DATA PROVIDED:
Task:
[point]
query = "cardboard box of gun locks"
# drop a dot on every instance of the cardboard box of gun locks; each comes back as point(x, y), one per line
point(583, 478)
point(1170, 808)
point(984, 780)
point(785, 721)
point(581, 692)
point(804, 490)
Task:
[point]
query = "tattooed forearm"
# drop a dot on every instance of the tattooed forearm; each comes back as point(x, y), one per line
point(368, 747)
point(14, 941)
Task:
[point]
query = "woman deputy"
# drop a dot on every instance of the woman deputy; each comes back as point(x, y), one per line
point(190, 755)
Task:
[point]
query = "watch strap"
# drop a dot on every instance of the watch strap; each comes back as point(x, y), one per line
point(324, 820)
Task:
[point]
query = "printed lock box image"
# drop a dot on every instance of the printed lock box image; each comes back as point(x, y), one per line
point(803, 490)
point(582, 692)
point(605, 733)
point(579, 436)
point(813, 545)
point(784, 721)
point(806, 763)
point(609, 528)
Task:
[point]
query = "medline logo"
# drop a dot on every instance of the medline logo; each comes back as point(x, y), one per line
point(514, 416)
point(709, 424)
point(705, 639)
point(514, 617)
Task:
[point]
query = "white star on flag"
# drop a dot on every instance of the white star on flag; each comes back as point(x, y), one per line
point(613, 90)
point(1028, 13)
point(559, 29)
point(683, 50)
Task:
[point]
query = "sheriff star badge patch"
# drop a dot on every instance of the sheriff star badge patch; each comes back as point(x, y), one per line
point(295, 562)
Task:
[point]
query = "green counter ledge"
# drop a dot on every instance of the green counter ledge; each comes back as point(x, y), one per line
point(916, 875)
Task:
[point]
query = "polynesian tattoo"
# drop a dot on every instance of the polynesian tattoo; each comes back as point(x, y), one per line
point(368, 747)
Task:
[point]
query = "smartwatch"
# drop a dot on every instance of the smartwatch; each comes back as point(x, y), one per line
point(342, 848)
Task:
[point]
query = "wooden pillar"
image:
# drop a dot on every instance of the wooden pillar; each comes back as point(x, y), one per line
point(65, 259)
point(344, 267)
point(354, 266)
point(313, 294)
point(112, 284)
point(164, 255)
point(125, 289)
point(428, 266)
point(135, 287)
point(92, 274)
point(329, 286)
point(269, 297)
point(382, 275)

YOUR GOAL: Add 134 to every x and y coordinate in the answer points, and write out again the part of the data that opens with its first line and closes with the line containing "point(916, 875)". Keep every line in that stretch and change no other numbers.

OUTPUT BELOW:
Task:
[point]
query = "cardboard box of gun locks"
# drop a dot on every instance of the cardboard box of gun locks; each comes back as point(x, y), one per line
point(717, 612)
point(1304, 942)
point(1118, 914)
point(919, 855)
point(715, 826)
point(938, 624)
Task:
[point]
query = "tattooed forearm"
# drop a dot on every instance of the tattooed forearm; each comes back as point(x, y), one per line
point(502, 881)
point(148, 1075)
Task:
[point]
query = "woman deputy"
# drop a dot on every instance of the woman deputy; each comes back as point(x, y), one per line
point(324, 889)
Task:
[point]
query = "watch strap"
# drop a dot on every instance of the watch strap; each comes back as point(x, y), one per line
point(458, 954)
Task:
[point]
query = "printed lock box image"
# drop a dot on every instance of the printed lock box image; each comes back as point(x, y), one per line
point(937, 624)
point(716, 826)
point(739, 867)
point(713, 570)
point(947, 679)
point(918, 855)
point(940, 897)
point(743, 662)
Task:
[point]
query = "medline logo"
# drop a dot on every instance of the medline logo; each comes back as point(x, y), one per line
point(648, 550)
point(843, 558)
point(839, 773)
point(648, 751)
Task:
[point]
query = "white star on flag"
# drop a dot on every instance of the white star on flag; each comes back as point(x, y), one per line
point(747, 224)
point(1162, 147)
point(693, 163)
point(817, 184)
Task:
[point]
query = "sheriff star badge patch"
# drop a dot on every instance of the sheriff star badge patch; each comes back as point(x, y), one per line
point(429, 696)
Task:
[point]
query = "green counter ledge"
# drop a dot on every instance of the green counter ledge; each comes back as point(x, y), one per line
point(1050, 1009)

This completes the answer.